→ **ACTIVITY**
Every line from the one with "point(37, 45)" to the end of the entries, both included, is to be copied exactly; the other lines stay out.

→ **RECORDS PROVIDED**

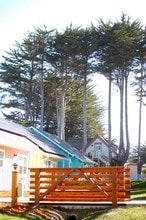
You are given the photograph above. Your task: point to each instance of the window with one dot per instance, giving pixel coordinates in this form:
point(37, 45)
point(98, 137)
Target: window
point(98, 146)
point(23, 164)
point(47, 163)
point(2, 156)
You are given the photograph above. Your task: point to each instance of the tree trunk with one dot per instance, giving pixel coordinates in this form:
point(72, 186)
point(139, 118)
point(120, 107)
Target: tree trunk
point(139, 127)
point(121, 144)
point(109, 121)
point(126, 121)
point(85, 114)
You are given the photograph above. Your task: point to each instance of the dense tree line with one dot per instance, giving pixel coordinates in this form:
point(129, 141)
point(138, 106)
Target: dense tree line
point(46, 78)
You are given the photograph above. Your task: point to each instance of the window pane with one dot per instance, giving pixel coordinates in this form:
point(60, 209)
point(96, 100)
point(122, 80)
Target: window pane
point(1, 154)
point(1, 163)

→ **REPLY**
point(37, 45)
point(98, 137)
Target: window
point(98, 146)
point(23, 164)
point(47, 163)
point(2, 156)
You are given the photograph above. Your task: point to each instance of the tree trunk with one dot per instance, giving pixel coordinates in this form:
point(72, 186)
point(139, 118)
point(120, 107)
Target: tree trunk
point(139, 127)
point(121, 144)
point(109, 121)
point(126, 121)
point(85, 114)
You are given the photograph above. Your task: point to each instance of the dense tree line with one dot per instance, giving pixel coordinates in this form:
point(129, 141)
point(138, 106)
Target: dense tree line
point(46, 78)
You are given the photograph above. Your task: point to each instance of the window pane with one dot per instance, giving pixel coordinates in this form:
point(60, 209)
point(96, 100)
point(122, 80)
Target: window pane
point(1, 154)
point(1, 163)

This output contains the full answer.